§ **Given request**: Below are some entries; can you quote all of them exactly?

§ **Material provided**:
● ● ● ● ● ● ●
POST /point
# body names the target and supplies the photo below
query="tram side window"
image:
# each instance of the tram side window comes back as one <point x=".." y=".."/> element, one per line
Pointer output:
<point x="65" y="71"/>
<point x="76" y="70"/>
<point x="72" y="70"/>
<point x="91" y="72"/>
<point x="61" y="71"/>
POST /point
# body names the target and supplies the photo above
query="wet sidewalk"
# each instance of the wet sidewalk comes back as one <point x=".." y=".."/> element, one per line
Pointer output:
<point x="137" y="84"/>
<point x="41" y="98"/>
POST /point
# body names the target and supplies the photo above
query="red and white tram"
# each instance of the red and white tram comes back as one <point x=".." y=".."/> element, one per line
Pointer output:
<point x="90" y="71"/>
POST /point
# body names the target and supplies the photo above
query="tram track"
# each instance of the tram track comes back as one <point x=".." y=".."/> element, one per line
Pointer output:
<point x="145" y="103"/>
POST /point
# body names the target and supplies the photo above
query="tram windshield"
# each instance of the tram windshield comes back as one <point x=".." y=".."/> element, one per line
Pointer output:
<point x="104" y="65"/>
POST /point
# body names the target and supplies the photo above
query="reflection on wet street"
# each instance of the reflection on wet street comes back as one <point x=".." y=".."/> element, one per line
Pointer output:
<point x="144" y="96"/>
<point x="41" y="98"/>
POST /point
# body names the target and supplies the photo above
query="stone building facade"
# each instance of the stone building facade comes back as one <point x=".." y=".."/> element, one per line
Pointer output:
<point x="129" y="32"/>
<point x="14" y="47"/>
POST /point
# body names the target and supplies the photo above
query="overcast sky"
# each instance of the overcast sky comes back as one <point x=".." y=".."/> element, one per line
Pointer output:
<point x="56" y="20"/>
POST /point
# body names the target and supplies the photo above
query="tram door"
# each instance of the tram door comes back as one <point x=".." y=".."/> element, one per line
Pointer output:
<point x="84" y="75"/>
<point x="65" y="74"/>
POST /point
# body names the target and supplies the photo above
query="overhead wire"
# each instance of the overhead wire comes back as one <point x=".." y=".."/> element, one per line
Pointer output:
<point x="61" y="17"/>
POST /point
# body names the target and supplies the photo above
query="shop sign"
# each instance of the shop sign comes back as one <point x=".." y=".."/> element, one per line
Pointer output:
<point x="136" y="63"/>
● ● ● ● ● ● ●
§ **Solution to this problem**:
POST /point
# body names the target and supplies the photo below
query="tram side window"
image:
# each instance of the tram side window comes back as one <point x=".." y=".."/> element, one per line
Pointer output:
<point x="65" y="71"/>
<point x="76" y="70"/>
<point x="72" y="70"/>
<point x="91" y="72"/>
<point x="61" y="71"/>
POST /point
# body names the target and supplies the photo above
query="wet sidewalk"
# each instance of the wet sidewalk comes back as one <point x=".." y=".."/> element, one per line
Pointer output:
<point x="137" y="84"/>
<point x="41" y="98"/>
POST /point
# body names the target and supplies the photo above
query="red and white tram"
# each instance of the red and white tram comes back as one <point x=".." y=".."/> element, one per line
Pointer output:
<point x="90" y="71"/>
POST /point
# body names the target and supplies the photo above
query="tram track"
# each instance of the tram track comes back as one <point x=".." y=".."/> element, one per line
Pointer output:
<point x="145" y="103"/>
POST /point
# body names the target and supplies the photo above
query="tram windshield"
# each instance of the tram windshield comes back as one <point x=".." y=".."/> element, one per line
Pointer output:
<point x="104" y="65"/>
POST /point
# body names the target and supplies the photo above
query="reflection on wet street"
# each instance of the reflection on wet street comes back as one <point x=".." y=".."/> element, one per line
Pointer output:
<point x="144" y="96"/>
<point x="41" y="98"/>
POST /point
# body names the target and supplies the photo above
query="stone building facade"
# each instance of the stone building facade comes back as one <point x=".." y=".."/> element, one per line
Pointer output:
<point x="129" y="32"/>
<point x="14" y="47"/>
POST /point
# body names the target and supplies the photo above
query="overcast sky"
# each instance of the overcast sky comes back as one <point x=".." y=".."/> element, one per line
Pointer output:
<point x="56" y="20"/>
POST /point
# body names the target and supplies the photo above
query="tram door"
# each instance of the tram door comes back as one <point x=".." y=".."/> element, one per line
Pointer output:
<point x="84" y="75"/>
<point x="65" y="74"/>
POST /point
# body names the target and supplies the photo above
query="overhead wire"
# each instance of the overhead wire comes back as one <point x=".." y=".."/> element, one per line
Pointer output:
<point x="61" y="17"/>
POST /point
# body names the target and supplies the photo above
query="shop sign"
# each instance of the shop sign comes back as one <point x=".." y=".."/> element, one per line
Pointer output:
<point x="136" y="63"/>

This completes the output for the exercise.